### Teks Bacaan
= = =
BAB
I
PENDAHULUAN
Latar
Belakang
Setiap orang memiliki masa lalu,
baik masa lalu yang menyenangkan maupun masa lalu yang tidak menyenangkan.
Pengalaman yang menyenangkan biasanya akan menjadi sesuatu yang indah di dalam
hidup seseorang, sebaliknya pengalaman yang buruk akan menjadi sebuah tamparan
dalam hidup seseorang. Dan lazimnya, pengalaman buruk akan lebih mudah di ingat
dibandingkan dengan pengalaman yang baik. Tak jarang juga pengalaman yang buruk
dapat menyebabkan traumatic sepanjang kehidupan seseorang. Maka, ada beberapa
orang yang memperlakukan orang lain sesuai dengan apa yang telah ia alami,
dengan tujuan agar orang lain dapat merasakan apa yang ia rasakan.
= = =
### Materi yang Diberikan

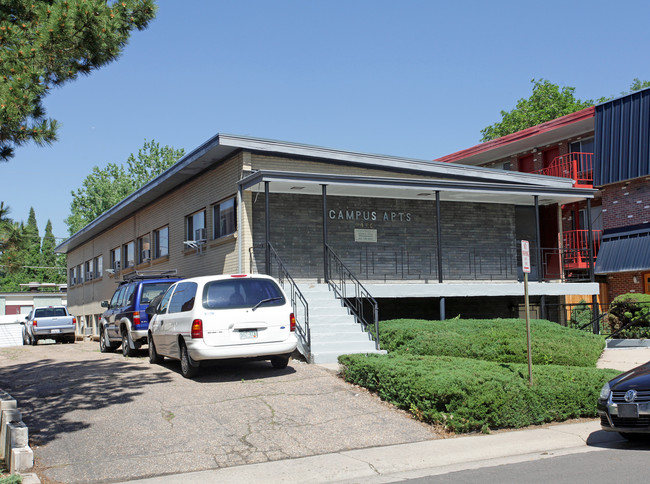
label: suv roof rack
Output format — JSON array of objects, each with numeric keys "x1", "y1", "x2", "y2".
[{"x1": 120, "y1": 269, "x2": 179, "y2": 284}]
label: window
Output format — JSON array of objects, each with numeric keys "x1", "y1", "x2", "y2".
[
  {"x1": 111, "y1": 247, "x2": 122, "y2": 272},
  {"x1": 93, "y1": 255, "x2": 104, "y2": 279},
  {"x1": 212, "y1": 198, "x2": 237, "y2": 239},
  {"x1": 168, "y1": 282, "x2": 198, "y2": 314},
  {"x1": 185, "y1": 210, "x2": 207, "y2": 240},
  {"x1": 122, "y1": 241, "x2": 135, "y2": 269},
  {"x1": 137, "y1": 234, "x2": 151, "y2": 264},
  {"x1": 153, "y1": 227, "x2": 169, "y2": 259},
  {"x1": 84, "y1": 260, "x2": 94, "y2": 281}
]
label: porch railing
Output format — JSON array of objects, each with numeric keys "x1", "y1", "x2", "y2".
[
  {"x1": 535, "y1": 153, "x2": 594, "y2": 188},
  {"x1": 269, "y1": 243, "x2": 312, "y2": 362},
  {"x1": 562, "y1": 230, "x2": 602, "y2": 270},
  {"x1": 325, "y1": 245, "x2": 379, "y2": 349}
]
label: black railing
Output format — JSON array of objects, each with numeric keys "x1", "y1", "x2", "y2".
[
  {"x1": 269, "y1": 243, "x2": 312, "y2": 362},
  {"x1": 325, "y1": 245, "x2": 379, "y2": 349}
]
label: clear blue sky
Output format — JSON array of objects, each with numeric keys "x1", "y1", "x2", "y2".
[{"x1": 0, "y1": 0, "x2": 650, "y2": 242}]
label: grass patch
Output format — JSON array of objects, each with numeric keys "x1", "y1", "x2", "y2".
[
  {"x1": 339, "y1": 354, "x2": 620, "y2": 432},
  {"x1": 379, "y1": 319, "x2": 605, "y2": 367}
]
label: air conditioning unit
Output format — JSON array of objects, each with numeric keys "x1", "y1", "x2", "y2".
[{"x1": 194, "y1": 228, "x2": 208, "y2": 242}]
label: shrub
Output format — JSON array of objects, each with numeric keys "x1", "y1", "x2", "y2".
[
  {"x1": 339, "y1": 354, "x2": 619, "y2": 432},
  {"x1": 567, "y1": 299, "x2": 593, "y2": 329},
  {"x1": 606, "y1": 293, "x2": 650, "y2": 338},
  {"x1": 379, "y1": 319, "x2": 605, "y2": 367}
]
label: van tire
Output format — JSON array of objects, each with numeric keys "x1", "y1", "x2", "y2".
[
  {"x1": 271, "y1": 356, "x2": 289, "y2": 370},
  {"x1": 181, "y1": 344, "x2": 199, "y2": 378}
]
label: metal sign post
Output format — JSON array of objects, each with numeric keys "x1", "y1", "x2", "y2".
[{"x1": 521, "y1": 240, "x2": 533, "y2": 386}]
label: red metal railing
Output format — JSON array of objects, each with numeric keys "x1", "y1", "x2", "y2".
= = =
### Soal Latihan
1. Salin kembali bagian teks tentang masa lalu yang dimulai dari "Pengalaman yang menyenangkan" dan berakhir pada "yang ia rasakan.", lalu ganti "tamparan" dengan "pukulan".
2. Menurut teks tentang masa lalu, pengalaman apa yang lazimnya lebih mudah diingat?

### Kunci Jawaban
1.
Pengalaman yang menyenangkan biasanya akan menjadi sesuatu yang indah di dalam
hidup seseorang, sebaliknya pengalaman yang buruk akan menjadi sebuah pukulan
dalam hidup seseorang. Dan lazimnya, pengalaman buruk akan lebih mudah di ingat
dibandingkan dengan pengalaman yang baik. Tak jarang juga pengalaman yang buruk
dapat menyebabkan traumatic sepanjang kehidupan seseorang. Maka, ada beberapa
orang yang memperlakukan orang lain sesuai dengan apa yang telah ia alami,
dengan tujuan agar orang lain dapat merasakan apa yang ia rasakan.

2. Pengalaman buruk lazimnya lebih mudah diingat dibandingkan dengan pengalaman yang baik.